**PASSAGE PROVIDED:**
• • • •

Here are the burrito ingredients before wrapping-  you can see the rich red colour of the spicy beans at the top right corner.
Burrito filling:
330g cooked beans (pinto, red kidney or black eyed beans are all great)
100g green beans
1 large red bell pepper
1 tab extra virgin olive oil
For the hot 'n' smoky paste:
100g ground almonds
5 tabs double-concentrated tomato puree
1 tsp tamarind concentrate (which finds its tangy way into a lot of what I cook these days!)
2 tabs genmai (brown rice) miso
1 tab extra virgin olive oil

  • Saute the green beans and the pepper in the oil until soft. 
  • Add the other beans and gently part-mash them using the back of a large spoon.
  • Mix all the paste ingredients together thoroughly; check the hot smokiness is to your liking and adjust accordingly.
  • Carefully mix the paste in with the cooked beans and red pepper mixture.
  • If you like your burritos warm, heat gently stirring often before you assemble them.

• • • •

Saved entries
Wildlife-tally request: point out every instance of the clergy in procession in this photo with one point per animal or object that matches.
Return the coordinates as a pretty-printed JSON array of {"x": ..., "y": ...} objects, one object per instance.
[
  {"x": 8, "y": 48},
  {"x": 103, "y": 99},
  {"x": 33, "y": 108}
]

• • • •

**GOAL OF THE EXERCISE:** Quote the burrito recipe word for word, everything from "100g green beans" down to "oil until soft.".

**RESULT:**
100g green beans
1 large red bell pepper
1 tab extra virgin olive oil
For the hot 'n' smoky paste:
100g ground almonds
5 tabs double-concentrated tomato puree
1 tsp tamarind concentrate (which finds its tangy way into a lot of what I cook these days!)
2 tabs genmai (brown rice) miso
1 tab extra virgin olive oil

  • Saute the green beans and the pepper in the oil until soft.